Sayfa:

AK Parti’deki revizyon siyasi gündemimizin en önemli konusu olarak yerini aldı. İl ve ilçe teşkilatlarındaki değişimden sonra belediye başkanlarındaki istifalar millet nazarında da büyük ses getirmeye başladı.
15 Temmuz ile birlikte Kadir Topbaş hakkındaki söylentiler her geçen gün artmaya başlamıştı. Özellikle damadının FETÖ yüzünden hapse düşüp sonradan tahliye olması Topbaş hakkındaki bütün söylentileri doğrular nitelikteydi.
Ne kadar güçlü olursanız olun hakkınızda bir karalama kampanyası başlatılırsa yıpranmaya başlarsınız. Kadir Topbaş da bir süre sonra bu iddialarla başa çıkamadı ve partiyi de ciddi ölçüde zayıflattığı için koltuğundan ayrılmak zorunda kaldı.

Görev 1:
Kayıtların başından başlayıp "[(300, 404), (316, 403), (316, 350), (300, 351)]" ifadesini içeren satırla biten bölümü, iki uç da dahil olmak üzere, aynen yeniden yaz. Resimleri cevaba alma.

Sağlanan Malzeme:
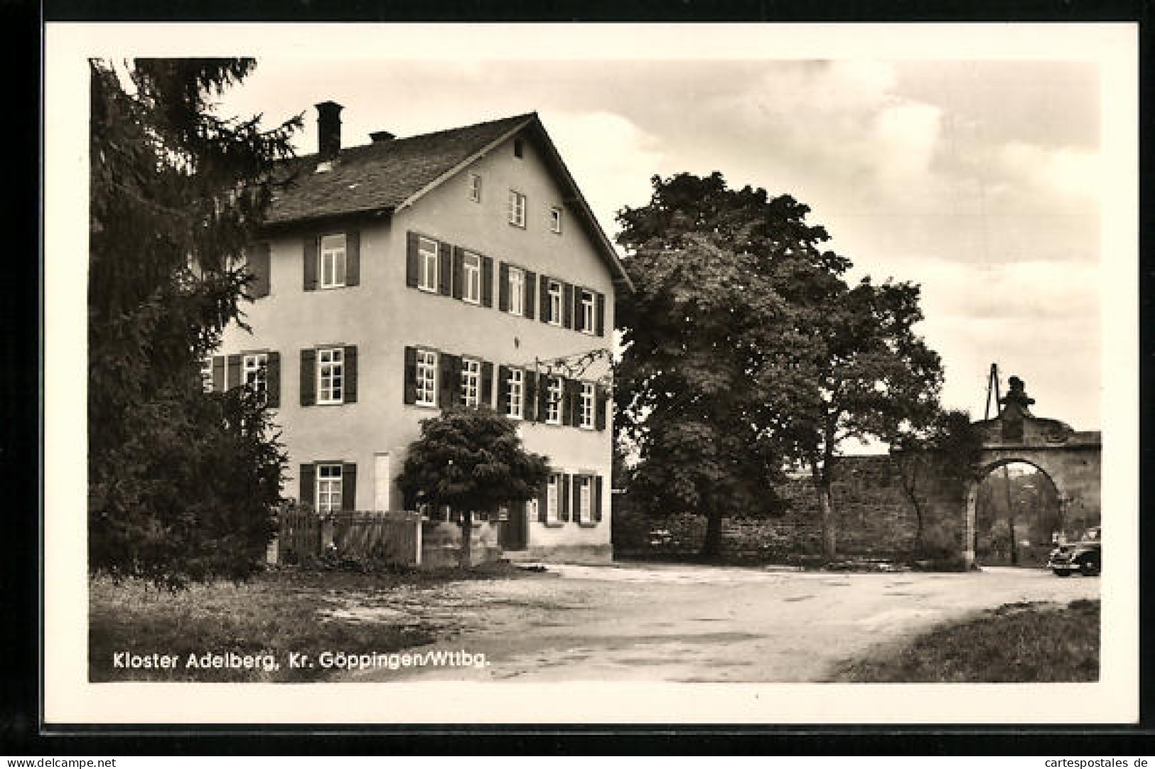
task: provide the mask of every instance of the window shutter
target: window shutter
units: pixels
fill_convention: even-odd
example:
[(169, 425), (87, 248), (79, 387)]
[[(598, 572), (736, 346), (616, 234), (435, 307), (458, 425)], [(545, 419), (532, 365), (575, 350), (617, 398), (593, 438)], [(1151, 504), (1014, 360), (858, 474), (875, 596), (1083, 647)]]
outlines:
[(464, 293), (464, 285), (465, 285), (465, 254), (464, 252), (461, 251), (461, 246), (450, 246), (449, 244), (445, 244), (442, 247), (452, 249), (453, 298), (461, 299), (462, 294)]
[(461, 391), (461, 358), (442, 352), (438, 356), (438, 366), (440, 367), (438, 372), (440, 381), (438, 382), (437, 404), (442, 409), (448, 409), (459, 401), (457, 394)]
[(360, 231), (345, 232), (345, 285), (360, 285)]
[(594, 476), (594, 523), (602, 521), (602, 476)]
[(405, 403), (417, 403), (417, 349), (405, 348), (405, 381), (403, 386)]
[(229, 356), (229, 389), (240, 386), (240, 356)]
[(281, 353), (270, 352), (264, 364), (264, 397), (270, 409), (281, 408)]
[(569, 476), (567, 473), (561, 473), (558, 476), (561, 485), (558, 487), (558, 507), (561, 508), (560, 518), (562, 521), (569, 520)]
[(300, 503), (312, 507), (316, 491), (316, 468), (312, 464), (300, 465)]
[(353, 462), (341, 465), (341, 509), (357, 509), (357, 464)]
[(498, 267), (498, 309), (509, 312), (509, 266), (505, 262)]
[(549, 521), (550, 509), (550, 479), (546, 478), (537, 488), (537, 521), (545, 523)]
[(224, 393), (224, 356), (213, 356), (213, 391)]
[(300, 404), (316, 403), (316, 350), (300, 351)]
[(530, 270), (526, 270), (526, 298), (521, 303), (522, 312), (526, 313), (526, 318), (534, 320), (534, 300), (537, 298), (535, 289), (537, 288), (537, 274)]
[(248, 271), (253, 274), (253, 298), (269, 296), (269, 244), (258, 242), (248, 249)]
[(357, 345), (345, 345), (345, 403), (357, 403)]
[(417, 288), (417, 274), (420, 267), (417, 262), (417, 233), (410, 232), (405, 242), (405, 285)]
[(439, 242), (437, 246), (437, 290), (438, 293), (448, 297), (450, 283), (453, 283), (453, 255), (447, 244)]
[(318, 245), (316, 236), (305, 238), (305, 291), (316, 291)]
[(482, 361), (482, 404), (493, 408), (493, 364)]
[(594, 389), (594, 427), (605, 430), (605, 406), (609, 400), (605, 388)]
[(493, 306), (493, 257), (482, 256), (482, 305)]
[(522, 389), (521, 416), (526, 421), (534, 421), (537, 406), (537, 372), (526, 369)]
[(537, 296), (542, 299), (542, 312), (538, 313), (538, 318), (542, 319), (543, 323), (550, 322), (550, 278), (543, 275), (538, 285)]
[(498, 413), (509, 413), (509, 369), (498, 366)]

Görev 2:
Sayfanın "AK Parti’deki revizyon" ile başlayıp "ayrılmak zorunda kaldı." ile biten bölümünü, "karalama kampanyası" yerine "iftira kampanyası" koyarak güncelle.

Tam Çözüm 1:
task: provide the mask of every instance of the window shutter
target: window shutter
units: pixels
fill_convention: even-odd
example:
[(169, 425), (87, 248), (79, 387)]
[[(598, 572), (736, 346), (616, 234), (435, 307), (458, 425)], [(545, 419), (532, 365), (575, 350), (617, 398), (593, 438)], [(1151, 504), (1014, 360), (858, 474), (875, 596), (1083, 647)]]
outlines:
[(464, 293), (464, 285), (465, 285), (465, 254), (464, 252), (461, 251), (461, 246), (450, 246), (449, 244), (445, 244), (442, 247), (452, 249), (453, 298), (461, 299), (462, 294)]
[(461, 391), (461, 358), (442, 352), (438, 356), (438, 366), (440, 367), (438, 372), (440, 381), (438, 382), (437, 404), (442, 409), (448, 409), (459, 401), (457, 394)]
[(360, 231), (345, 232), (345, 285), (360, 285)]
[(594, 476), (594, 523), (602, 521), (602, 476)]
[(405, 403), (417, 403), (417, 349), (405, 348), (405, 381), (403, 386)]
[(229, 356), (229, 389), (240, 386), (240, 356)]
[(281, 353), (270, 352), (264, 364), (264, 397), (270, 409), (281, 408)]
[(569, 476), (567, 473), (561, 473), (558, 476), (561, 485), (558, 487), (558, 507), (561, 508), (560, 518), (562, 521), (569, 520)]
[(300, 503), (312, 507), (316, 491), (316, 468), (312, 464), (300, 465)]
[(353, 462), (341, 465), (341, 509), (357, 509), (357, 464)]
[(498, 267), (498, 309), (509, 312), (509, 266), (505, 262)]
[(549, 521), (550, 509), (550, 479), (546, 478), (537, 488), (537, 521), (545, 523)]
[(224, 393), (224, 356), (213, 356), (213, 391)]
[(300, 404), (316, 403), (316, 350), (300, 351)]

Tam Çözüm 2:
AK Parti’deki revizyon siyasi gündemimizin en önemli konusu olarak yerini aldı. İl ve ilçe teşkilatlarındaki değişimden sonra belediye başkanlarındaki istifalar millet nazarında da büyük ses getirmeye başladı.
15 Temmuz ile birlikte Kadir Topbaş hakkındaki söylentiler her geçen gün artmaya başlamıştı. Özellikle damadının FETÖ yüzünden hapse düşüp sonradan tahliye olması Topbaş hakkındaki bütün söylentileri doğrular nitelikteydi.
Ne kadar güçlü olursanız olun hakkınızda bir iftira kampanyası başlatılırsa yıpranmaya başlarsınız. Kadir Topbaş da bir süre sonra bu iddialarla başa çıkamadı ve partiyi de ciddi ölçüde zayıflattığı için koltuğundan ayrılmak zorunda kaldı.